## The input
※
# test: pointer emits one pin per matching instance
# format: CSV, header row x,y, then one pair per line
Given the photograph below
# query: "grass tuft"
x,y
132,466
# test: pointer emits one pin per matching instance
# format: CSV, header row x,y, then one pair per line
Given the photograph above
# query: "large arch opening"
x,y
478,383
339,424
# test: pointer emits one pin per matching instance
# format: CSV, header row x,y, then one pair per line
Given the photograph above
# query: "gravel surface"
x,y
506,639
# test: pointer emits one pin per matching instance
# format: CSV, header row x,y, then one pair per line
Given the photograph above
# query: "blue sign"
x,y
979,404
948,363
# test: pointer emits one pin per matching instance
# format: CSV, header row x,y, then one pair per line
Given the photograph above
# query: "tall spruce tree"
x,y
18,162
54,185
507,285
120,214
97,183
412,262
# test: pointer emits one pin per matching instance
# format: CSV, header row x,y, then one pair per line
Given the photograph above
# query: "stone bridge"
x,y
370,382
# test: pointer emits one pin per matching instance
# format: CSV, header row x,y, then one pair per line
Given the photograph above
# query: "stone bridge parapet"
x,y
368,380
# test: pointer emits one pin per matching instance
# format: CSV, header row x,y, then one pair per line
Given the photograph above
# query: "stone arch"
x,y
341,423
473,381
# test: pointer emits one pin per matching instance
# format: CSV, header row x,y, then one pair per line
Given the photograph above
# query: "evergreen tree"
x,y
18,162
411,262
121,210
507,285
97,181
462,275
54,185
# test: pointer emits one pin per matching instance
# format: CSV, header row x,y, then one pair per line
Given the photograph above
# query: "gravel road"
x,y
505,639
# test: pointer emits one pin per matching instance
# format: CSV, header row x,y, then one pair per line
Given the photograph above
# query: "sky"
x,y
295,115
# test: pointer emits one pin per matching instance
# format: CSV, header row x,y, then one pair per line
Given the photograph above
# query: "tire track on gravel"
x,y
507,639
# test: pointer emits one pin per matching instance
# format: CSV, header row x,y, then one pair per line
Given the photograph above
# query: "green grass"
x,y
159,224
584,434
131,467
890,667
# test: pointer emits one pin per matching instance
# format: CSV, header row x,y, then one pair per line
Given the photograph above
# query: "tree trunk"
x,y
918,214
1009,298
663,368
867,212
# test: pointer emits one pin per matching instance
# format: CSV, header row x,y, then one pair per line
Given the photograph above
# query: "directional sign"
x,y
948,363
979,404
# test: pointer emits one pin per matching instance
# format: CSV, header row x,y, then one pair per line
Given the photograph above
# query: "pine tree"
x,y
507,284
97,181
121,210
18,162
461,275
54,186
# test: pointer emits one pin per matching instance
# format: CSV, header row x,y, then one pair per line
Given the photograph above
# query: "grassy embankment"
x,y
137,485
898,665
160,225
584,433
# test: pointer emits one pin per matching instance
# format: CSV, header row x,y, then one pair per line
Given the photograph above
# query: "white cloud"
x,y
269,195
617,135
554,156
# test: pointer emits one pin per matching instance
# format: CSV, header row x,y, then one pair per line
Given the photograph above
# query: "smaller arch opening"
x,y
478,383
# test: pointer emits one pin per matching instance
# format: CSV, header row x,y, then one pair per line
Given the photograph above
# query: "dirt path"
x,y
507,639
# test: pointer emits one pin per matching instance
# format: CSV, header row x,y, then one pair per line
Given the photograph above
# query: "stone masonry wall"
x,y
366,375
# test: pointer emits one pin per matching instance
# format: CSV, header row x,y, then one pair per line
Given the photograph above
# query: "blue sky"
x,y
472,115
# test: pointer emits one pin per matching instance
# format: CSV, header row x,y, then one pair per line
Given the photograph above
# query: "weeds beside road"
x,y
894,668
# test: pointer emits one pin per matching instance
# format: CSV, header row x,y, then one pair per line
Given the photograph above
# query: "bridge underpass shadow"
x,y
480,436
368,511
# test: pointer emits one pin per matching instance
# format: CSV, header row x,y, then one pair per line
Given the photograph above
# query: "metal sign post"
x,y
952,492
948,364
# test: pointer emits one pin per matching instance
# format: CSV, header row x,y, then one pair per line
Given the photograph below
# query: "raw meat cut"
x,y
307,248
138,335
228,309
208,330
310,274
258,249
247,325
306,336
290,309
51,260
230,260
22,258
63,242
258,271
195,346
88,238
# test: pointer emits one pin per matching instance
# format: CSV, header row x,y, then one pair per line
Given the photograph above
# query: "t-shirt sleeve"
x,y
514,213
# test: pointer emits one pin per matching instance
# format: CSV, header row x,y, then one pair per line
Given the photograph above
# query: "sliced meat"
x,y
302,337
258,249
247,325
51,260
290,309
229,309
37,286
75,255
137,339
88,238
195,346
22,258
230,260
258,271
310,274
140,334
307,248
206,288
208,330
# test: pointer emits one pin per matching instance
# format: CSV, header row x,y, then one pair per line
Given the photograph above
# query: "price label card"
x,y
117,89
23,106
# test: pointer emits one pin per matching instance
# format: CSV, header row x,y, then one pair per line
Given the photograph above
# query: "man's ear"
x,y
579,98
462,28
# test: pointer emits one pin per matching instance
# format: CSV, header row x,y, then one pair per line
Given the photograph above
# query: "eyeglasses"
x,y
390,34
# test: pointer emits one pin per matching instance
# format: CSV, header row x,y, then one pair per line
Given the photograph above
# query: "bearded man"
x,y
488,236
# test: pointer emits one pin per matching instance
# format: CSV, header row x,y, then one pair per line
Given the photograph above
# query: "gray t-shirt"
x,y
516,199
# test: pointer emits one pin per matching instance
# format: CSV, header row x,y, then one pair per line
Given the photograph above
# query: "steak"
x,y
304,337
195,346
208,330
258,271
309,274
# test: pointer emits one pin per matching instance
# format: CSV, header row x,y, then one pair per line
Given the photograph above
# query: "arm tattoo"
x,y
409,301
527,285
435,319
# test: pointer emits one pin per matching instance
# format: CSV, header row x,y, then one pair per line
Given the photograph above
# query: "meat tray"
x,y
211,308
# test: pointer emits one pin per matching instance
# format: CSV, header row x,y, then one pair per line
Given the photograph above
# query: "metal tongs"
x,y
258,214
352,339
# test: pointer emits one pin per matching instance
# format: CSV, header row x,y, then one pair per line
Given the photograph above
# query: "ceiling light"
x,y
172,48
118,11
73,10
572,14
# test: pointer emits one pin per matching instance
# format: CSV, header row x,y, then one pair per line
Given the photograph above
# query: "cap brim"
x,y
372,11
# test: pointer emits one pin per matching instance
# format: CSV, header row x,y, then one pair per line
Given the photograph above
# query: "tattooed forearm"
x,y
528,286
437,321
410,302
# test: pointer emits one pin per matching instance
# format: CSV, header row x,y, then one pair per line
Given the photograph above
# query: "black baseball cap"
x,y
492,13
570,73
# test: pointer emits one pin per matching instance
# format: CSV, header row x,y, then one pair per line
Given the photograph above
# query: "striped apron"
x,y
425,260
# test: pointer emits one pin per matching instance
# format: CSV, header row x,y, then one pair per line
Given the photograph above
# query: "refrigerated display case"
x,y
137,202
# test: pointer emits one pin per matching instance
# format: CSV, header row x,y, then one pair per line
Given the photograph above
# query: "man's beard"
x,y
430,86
※
## Prompt
Nothing is to be left out. Repeat the whole listing exactly.

## Solution for this task
# test: pointer emits one pin per matching instance
# format: CSV, header row x,y, then one pair per line
Given the photograph below
# query: "grass tuft"
x,y
132,466
# test: pointer emits one pin per matching instance
# format: CSV, header row x,y, then one pair per line
Given the photograph above
# query: "large arch opening"
x,y
478,383
339,424
# test: pointer emits one pin per matching instance
# format: CSV, header row x,y, then one pair per line
Given the photograph above
# query: "gravel surface"
x,y
506,639
# test: pointer emits one pin per matching instance
# format: CSV, header row x,y, then one pair per line
Given the photograph above
# query: "blue sign"
x,y
979,404
948,363
# test: pointer emits one pin per matching instance
# format: CSV, header row x,y, then one pair per line
Given the photograph above
# query: "tall spruce tree"
x,y
18,162
54,185
507,285
120,214
97,183
412,262
# test: pointer emits one pin per matching instance
# format: CSV, header row x,y, then one pair per line
Given the photograph above
# query: "stone bridge"
x,y
370,382
# test: pointer emits one pin per matching instance
# format: CSV, header row x,y, then one pair per line
Given the photograph above
# query: "stone bridge parapet"
x,y
368,380
# test: pointer emits one pin per matching instance
# format: CSV, header row x,y, then one pair per line
Given the photograph above
# query: "stone arch"
x,y
341,423
473,381
# test: pointer emits one pin per matching instance
# format: CSV, header row x,y, then one pair per line
Given the photograph above
# query: "evergreen tree"
x,y
18,162
411,262
121,210
507,285
97,181
462,275
54,185
# test: pointer emits one pin per matching instance
# format: CSV, header row x,y, then one pair per line
Given the photograph above
# query: "gravel road"
x,y
505,639
# test: pointer emits one pin per matching instance
# format: CSV, header row x,y, then one pair per line
Given the photograph above
# query: "sky"
x,y
295,115
# test: pointer emits one pin per matching instance
# format: CSV, header row x,y, then one pair per line
Given the photograph above
# query: "tire track on gravel"
x,y
507,639
# test: pointer emits one pin per matching instance
# format: CSV, header row x,y, then one pair per line
Given the photograph above
# query: "green grass"
x,y
159,224
584,434
131,467
890,667
# test: pointer emits one pin per matching instance
# format: CSV, header row x,y, then one pair per line
Given the photograph above
# query: "tree trunk"
x,y
918,214
1009,298
663,368
867,212
# test: pointer emits one pin per matching instance
# format: CSV, header row x,y, then one pair per line
Given the photograph above
# query: "directional sign"
x,y
948,363
979,404
# test: pointer emits one pin per matching instance
# format: CSV, header row x,y, then one pair per line
Given the photograph above
# query: "pine tree"
x,y
507,284
97,181
121,210
18,162
461,275
54,186
# test: pointer emits one pin per matching instance
# format: CSV, header row x,y, then one pair per line
Given the photograph above
# query: "grassy embankment"
x,y
137,485
898,665
160,225
584,433
# test: pointer emits one pin per matching instance
# format: CSV, header row x,y, then one pair per line
Given the photograph above
# query: "white cloud"
x,y
269,195
617,135
554,156
# test: pointer emits one pin per matching instance
# format: CSV, header row x,y, then one pair per line
Given the photograph above
# query: "smaller arch opening"
x,y
478,383
# test: pointer emits one pin per matching instance
# format: CSV, header row x,y, then one pair per line
Given the photograph above
# query: "dirt path"
x,y
507,639
# test: pointer emits one pin per matching instance
# format: CSV, header row x,y, then one pair per line
Given the photograph above
# query: "stone masonry wall"
x,y
366,375
# test: pointer emits one pin per matching instance
# format: CSV, header row x,y, then one pair per line
Given the photograph above
# query: "blue sky"
x,y
472,115
# test: pointer emits one pin per matching instance
# format: CSV, header row x,y, then one pair per line
Given the photograph above
# query: "weeds beside road"
x,y
894,668
# test: pointer emits one pin per matching instance
# format: CSV, header row x,y, then one pair per line
Given the photograph above
# query: "bridge underpass shadow"
x,y
480,436
368,511
# test: pointer emits one pin per matching instance
# format: CSV, header row x,y, then one pair per line
Given the photograph above
# query: "metal sign post"
x,y
952,492
948,364
# test: pointer emits one pin per matching instance
# format: CSV, header row x,y, then one pair per line
Given the photograph below
# query: "raw meat cut"
x,y
307,248
138,335
228,309
208,330
310,274
258,249
247,325
306,336
290,309
51,260
230,260
22,258
63,242
258,271
195,346
88,238
# test: pointer emits one pin per matching instance
# format: CSV, header row x,y, then one pair per line
Given the photograph above
# query: "t-shirt sleeve"
x,y
514,213
# test: pointer emits one pin per matching instance
# format: CSV, header row x,y, then one pair per line
Given the photograph above
# query: "sliced meat"
x,y
302,337
258,249
247,325
51,260
290,309
229,309
37,286
75,255
137,339
88,238
195,346
22,258
230,260
258,271
310,274
140,334
307,248
206,288
208,330
# test: pointer emits one pin per matching instance
# format: CSV, header row x,y, then one pair per line
Given the photograph above
# query: "price label card"
x,y
117,89
23,106
# test: pointer emits one pin per matching instance
# format: CSV, header row x,y, then one pair per line
Given the photograph above
# query: "man's ear"
x,y
579,98
462,28
# test: pointer emits one pin per matching instance
# format: CSV, header row x,y, then one pair per line
Given the photograph above
# query: "eyeglasses"
x,y
390,34
# test: pointer emits one pin per matching instance
# format: CSV, header row x,y, then one pair per line
Given the photograph above
# query: "bearded man"
x,y
488,236
# test: pointer emits one pin per matching instance
# format: CSV, header row x,y, then one pair per line
Given the photograph above
# query: "gray t-shirt"
x,y
516,199
# test: pointer emits one pin per matching instance
# format: CSV, header row x,y, then one pair per line
Given the photograph above
# query: "steak"
x,y
304,337
195,346
208,330
258,271
309,274
# test: pointer emits one pin per matching instance
# format: CSV, header row x,y, then one pair per line
Given the photograph above
# query: "arm tattoo"
x,y
409,301
527,285
435,319
# test: pointer emits one pin per matching instance
# format: CSV, header row x,y, then one pair per line
Given the photograph above
# query: "meat tray"
x,y
211,308
# test: pointer emits one pin per matching instance
# format: CSV, header row x,y, then one pair per line
Given the photograph above
# query: "metal tongs"
x,y
258,214
352,339
# test: pointer emits one pin per matching instance
# format: CSV, header row x,y, then one pair per line
Given the photograph above
# query: "ceiling light"
x,y
172,48
118,11
73,10
572,14
# test: pointer emits one pin per matching instance
# format: CSV, header row x,y, then one pair per line
Given the photograph above
# query: "cap brim"
x,y
372,11
# test: pointer emits one pin per matching instance
# format: CSV, header row x,y, then one pair per line
Given the photograph above
# query: "tattooed forearm"
x,y
528,286
437,321
410,302
# test: pointer emits one pin per matching instance
# format: CSV, header row x,y, then one pair per line
Given the photograph above
# query: "black baseball cap"
x,y
492,13
570,73
# test: pointer emits one pin per matching instance
# format: CSV, header row x,y, then one pair per line
Given the photograph above
# query: "striped apron"
x,y
425,260
# test: pointer emits one pin per matching instance
# format: CSV, header row x,y, then one pair per line
Given the photograph above
# query: "refrigerated display case"
x,y
137,202
# test: pointer emits one pin per matching instance
# format: CSV, header row x,y, then one pair per line
Given the photograph above
# query: "man's beard"
x,y
430,86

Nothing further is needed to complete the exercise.